Problem
Rewrite the data from the line that has "form [714, 648]." through the line that has "[1004, 578]", keeping every line in place. Add -106 to each number in the returned point coordinates, and leave the sample pair inside the wording unchanged.
==========
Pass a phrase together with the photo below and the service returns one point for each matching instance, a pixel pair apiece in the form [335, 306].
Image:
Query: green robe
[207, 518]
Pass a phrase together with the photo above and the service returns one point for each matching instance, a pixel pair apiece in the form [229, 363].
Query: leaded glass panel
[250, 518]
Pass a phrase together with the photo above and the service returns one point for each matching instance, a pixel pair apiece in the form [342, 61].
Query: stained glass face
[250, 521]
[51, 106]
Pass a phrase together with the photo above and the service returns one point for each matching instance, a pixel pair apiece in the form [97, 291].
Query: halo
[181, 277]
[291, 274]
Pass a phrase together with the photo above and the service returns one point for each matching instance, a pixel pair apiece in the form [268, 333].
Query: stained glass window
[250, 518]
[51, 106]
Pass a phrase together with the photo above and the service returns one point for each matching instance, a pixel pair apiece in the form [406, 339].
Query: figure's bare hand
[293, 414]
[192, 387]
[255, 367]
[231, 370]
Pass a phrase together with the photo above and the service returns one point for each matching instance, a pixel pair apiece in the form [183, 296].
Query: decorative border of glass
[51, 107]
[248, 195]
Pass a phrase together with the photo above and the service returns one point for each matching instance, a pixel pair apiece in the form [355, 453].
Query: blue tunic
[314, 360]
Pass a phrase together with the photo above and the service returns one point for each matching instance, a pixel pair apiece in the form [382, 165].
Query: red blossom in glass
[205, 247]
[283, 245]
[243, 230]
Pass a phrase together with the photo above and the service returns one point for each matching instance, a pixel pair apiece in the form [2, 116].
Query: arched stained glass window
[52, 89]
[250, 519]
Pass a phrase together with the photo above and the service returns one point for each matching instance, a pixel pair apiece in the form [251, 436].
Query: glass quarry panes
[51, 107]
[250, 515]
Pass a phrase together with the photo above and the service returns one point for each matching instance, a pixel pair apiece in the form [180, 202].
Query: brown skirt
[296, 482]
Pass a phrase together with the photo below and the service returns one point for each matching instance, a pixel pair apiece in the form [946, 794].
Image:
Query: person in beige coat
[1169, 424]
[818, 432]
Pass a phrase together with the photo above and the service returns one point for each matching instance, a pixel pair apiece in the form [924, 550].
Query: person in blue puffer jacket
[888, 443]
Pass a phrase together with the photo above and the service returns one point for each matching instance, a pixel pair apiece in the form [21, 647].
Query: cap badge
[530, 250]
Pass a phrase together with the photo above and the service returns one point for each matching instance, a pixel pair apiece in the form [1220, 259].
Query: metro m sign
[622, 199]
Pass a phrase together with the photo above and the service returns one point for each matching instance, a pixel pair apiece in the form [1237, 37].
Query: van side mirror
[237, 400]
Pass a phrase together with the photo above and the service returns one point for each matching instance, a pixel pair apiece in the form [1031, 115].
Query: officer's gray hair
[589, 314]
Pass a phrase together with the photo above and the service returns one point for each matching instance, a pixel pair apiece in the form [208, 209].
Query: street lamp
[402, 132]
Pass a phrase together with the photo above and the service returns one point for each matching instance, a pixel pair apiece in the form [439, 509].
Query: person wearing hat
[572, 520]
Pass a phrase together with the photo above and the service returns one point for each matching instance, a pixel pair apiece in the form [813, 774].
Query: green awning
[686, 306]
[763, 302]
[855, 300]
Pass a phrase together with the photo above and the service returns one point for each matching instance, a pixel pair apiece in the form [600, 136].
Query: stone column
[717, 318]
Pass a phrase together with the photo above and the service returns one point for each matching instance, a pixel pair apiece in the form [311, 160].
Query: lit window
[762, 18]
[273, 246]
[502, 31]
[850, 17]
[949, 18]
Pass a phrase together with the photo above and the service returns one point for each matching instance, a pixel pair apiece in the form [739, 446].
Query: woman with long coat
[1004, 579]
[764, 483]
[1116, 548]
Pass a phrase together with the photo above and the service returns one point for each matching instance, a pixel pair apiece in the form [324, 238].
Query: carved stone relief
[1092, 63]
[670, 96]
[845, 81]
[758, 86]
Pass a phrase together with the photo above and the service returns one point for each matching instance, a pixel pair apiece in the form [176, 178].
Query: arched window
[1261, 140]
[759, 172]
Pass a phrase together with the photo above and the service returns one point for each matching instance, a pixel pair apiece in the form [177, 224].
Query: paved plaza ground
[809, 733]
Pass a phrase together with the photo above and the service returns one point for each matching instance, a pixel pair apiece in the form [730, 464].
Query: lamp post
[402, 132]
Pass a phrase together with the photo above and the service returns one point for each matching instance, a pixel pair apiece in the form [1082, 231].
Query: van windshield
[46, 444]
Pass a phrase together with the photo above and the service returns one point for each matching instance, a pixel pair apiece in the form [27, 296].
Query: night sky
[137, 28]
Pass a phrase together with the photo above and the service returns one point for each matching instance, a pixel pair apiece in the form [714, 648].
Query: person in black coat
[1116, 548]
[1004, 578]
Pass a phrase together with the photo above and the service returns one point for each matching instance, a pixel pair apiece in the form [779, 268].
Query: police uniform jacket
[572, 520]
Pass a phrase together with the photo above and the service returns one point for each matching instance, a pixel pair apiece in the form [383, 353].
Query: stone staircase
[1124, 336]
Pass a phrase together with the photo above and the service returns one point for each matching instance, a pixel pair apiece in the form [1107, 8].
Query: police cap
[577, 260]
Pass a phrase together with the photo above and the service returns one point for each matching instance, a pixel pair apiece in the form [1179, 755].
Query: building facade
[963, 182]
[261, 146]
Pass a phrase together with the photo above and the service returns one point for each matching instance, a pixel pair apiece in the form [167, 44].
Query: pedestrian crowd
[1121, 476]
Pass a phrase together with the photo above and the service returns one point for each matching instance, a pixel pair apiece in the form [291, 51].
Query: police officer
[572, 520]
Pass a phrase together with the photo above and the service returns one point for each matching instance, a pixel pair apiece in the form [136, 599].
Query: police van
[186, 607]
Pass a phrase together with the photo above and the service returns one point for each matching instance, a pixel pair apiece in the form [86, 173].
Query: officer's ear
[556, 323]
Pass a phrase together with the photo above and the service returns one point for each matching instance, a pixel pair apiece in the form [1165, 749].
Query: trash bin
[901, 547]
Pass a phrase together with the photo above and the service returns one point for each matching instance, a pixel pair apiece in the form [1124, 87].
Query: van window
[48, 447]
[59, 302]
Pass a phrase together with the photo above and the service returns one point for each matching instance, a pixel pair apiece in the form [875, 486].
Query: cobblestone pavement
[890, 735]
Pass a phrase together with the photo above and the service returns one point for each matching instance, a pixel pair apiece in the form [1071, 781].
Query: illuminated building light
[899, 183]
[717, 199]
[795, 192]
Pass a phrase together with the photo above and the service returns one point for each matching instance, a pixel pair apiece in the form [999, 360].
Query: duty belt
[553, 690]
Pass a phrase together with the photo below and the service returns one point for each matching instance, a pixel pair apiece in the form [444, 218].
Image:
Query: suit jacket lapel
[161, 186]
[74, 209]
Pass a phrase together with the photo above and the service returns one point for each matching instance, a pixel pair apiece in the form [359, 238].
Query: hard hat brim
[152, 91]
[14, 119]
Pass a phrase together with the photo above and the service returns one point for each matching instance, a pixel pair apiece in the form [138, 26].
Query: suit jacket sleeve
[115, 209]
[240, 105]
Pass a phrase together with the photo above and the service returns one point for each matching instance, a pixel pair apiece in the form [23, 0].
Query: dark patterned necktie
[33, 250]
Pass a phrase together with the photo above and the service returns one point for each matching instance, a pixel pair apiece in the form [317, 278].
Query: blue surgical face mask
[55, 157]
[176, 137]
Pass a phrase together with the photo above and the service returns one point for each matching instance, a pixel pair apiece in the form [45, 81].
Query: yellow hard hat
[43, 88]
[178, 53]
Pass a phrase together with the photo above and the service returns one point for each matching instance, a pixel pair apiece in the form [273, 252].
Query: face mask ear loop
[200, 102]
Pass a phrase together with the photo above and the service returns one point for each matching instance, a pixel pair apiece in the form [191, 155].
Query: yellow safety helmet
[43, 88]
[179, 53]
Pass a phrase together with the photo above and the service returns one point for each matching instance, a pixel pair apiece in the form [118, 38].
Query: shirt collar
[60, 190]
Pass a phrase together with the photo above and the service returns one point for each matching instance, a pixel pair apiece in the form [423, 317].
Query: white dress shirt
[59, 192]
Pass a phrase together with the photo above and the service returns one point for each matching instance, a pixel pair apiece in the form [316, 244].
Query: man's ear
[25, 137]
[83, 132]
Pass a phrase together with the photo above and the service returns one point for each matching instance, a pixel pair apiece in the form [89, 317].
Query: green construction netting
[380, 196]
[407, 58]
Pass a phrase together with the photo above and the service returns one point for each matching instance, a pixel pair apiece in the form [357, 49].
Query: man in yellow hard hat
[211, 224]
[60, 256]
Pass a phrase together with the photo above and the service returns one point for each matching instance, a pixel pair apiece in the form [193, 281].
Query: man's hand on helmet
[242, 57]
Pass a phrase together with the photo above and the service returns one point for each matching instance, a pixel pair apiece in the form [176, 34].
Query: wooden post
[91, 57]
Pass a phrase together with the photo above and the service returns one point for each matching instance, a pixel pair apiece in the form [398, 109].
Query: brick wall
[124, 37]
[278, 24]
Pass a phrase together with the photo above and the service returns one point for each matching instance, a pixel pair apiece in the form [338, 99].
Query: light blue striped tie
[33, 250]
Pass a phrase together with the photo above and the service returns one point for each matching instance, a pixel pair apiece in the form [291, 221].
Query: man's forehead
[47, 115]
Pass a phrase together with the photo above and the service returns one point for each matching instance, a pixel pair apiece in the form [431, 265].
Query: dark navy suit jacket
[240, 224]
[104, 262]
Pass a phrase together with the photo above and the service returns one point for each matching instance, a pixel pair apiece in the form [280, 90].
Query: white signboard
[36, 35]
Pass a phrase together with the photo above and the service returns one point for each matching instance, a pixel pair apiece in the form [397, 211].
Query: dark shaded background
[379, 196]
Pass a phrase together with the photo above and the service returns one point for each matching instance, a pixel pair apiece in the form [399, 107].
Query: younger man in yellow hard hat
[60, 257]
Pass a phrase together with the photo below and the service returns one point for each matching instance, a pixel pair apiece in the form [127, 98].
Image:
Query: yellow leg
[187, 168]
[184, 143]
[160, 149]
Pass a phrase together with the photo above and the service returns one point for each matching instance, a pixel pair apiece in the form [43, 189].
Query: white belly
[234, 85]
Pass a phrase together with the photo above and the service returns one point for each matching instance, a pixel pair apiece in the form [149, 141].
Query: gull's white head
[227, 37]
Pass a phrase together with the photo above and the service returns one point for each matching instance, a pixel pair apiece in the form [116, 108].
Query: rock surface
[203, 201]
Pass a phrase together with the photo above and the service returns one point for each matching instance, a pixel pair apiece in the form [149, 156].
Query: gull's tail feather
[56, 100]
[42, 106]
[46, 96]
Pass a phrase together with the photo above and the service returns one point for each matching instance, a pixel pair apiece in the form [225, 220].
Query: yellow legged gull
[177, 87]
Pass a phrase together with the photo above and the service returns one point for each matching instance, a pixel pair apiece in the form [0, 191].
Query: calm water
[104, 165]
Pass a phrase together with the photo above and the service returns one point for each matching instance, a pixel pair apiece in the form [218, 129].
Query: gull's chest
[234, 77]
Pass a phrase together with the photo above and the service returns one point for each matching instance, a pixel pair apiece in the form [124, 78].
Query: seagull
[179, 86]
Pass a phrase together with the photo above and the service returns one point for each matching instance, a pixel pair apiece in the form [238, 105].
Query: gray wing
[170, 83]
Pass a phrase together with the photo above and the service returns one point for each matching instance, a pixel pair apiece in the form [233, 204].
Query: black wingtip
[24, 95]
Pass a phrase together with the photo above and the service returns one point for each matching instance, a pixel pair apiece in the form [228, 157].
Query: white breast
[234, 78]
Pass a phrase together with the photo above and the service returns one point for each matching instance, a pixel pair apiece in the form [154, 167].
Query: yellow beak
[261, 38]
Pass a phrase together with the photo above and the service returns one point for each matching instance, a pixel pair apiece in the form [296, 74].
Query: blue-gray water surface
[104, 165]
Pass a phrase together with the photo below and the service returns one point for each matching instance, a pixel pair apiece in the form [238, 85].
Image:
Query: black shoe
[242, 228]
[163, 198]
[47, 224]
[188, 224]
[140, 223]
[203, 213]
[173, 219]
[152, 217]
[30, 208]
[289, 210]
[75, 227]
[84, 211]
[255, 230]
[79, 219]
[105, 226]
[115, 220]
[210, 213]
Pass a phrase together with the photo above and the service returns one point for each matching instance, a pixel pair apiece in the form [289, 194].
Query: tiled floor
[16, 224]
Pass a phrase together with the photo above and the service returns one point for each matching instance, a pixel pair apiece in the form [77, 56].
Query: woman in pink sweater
==========
The result
Pass a phrase together with the photo above and the service returns one point for each matching instance, a pixel pair apiece in the form [714, 648].
Query: person in black coat
[1010, 442]
[898, 472]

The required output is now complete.